• To be done:
Extract each row below that contains the word "logo". The match is case-sensitive.

• Dataset content:
━━━
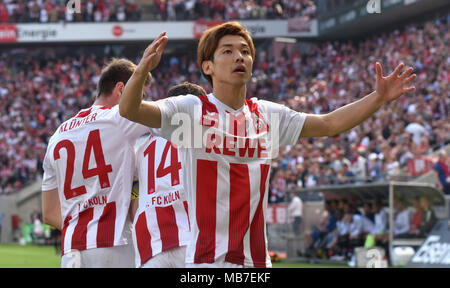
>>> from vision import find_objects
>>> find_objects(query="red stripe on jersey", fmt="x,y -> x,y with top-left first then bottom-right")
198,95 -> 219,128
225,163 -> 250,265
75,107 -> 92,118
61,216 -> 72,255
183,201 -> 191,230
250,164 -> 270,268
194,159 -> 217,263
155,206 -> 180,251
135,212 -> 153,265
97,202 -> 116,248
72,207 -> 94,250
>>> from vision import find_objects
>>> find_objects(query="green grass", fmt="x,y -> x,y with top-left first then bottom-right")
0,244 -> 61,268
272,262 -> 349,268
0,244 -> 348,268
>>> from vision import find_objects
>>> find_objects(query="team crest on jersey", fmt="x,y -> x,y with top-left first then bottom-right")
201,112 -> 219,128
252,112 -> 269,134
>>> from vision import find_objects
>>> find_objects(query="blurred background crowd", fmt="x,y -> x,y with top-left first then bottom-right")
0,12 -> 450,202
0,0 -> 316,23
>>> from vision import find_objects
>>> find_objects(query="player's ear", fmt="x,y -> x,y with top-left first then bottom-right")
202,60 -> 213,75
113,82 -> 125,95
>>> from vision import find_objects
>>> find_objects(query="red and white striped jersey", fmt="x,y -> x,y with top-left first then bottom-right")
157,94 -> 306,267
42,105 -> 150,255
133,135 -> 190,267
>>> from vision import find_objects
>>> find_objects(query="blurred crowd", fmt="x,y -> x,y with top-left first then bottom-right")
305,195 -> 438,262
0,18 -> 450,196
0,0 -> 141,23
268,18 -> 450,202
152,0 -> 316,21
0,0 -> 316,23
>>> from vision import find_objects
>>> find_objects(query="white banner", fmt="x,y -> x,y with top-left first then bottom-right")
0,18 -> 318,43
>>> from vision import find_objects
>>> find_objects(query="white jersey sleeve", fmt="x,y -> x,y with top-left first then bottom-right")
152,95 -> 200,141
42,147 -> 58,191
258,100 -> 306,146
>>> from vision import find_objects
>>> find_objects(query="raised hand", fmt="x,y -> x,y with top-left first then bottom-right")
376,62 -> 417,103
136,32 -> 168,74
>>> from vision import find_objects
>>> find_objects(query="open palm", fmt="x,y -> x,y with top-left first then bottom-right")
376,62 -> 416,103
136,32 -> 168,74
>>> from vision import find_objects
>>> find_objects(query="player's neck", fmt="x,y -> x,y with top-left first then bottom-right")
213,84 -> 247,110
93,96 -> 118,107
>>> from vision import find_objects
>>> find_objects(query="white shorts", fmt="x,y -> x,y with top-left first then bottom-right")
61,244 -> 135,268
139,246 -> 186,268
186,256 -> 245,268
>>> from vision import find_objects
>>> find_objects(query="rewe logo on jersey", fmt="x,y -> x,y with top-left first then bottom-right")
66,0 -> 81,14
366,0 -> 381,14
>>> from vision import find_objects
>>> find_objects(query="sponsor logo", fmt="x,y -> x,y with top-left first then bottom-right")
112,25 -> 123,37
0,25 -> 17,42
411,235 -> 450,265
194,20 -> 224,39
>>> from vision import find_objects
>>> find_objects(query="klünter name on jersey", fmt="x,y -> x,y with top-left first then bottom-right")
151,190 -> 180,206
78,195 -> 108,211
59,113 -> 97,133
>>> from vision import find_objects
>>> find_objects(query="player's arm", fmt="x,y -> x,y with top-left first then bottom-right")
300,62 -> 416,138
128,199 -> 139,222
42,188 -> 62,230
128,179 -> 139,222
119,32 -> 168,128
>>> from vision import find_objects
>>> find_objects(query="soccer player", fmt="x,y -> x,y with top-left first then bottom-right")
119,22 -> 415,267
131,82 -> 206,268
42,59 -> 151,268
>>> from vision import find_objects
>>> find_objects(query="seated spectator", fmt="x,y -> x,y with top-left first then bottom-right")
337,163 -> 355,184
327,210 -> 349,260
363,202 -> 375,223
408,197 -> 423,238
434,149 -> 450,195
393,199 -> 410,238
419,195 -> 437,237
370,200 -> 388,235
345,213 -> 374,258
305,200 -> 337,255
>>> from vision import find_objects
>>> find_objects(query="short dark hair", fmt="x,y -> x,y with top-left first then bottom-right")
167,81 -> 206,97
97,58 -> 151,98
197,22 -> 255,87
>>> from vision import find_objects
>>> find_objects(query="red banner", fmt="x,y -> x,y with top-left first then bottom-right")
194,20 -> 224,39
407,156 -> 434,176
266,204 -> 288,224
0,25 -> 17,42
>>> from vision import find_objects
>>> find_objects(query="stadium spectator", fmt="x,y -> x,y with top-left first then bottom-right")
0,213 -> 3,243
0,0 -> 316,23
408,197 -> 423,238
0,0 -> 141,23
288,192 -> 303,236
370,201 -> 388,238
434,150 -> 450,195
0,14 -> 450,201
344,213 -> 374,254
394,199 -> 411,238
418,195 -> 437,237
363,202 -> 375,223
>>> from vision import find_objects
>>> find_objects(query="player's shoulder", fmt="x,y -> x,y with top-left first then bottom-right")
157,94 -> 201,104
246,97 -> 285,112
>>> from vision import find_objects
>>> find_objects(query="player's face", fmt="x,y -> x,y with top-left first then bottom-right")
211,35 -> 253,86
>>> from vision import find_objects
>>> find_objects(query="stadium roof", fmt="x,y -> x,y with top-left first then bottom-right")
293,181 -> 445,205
━━━
• Answer in full:
>>> find_objects(query="rewe logo on jersey", fmt="x,y -> x,y with top-left first then bottom-right")
>>> find_objects(query="sponsor logo", fmt="x,y -> x,y with top-left first then bottom-right")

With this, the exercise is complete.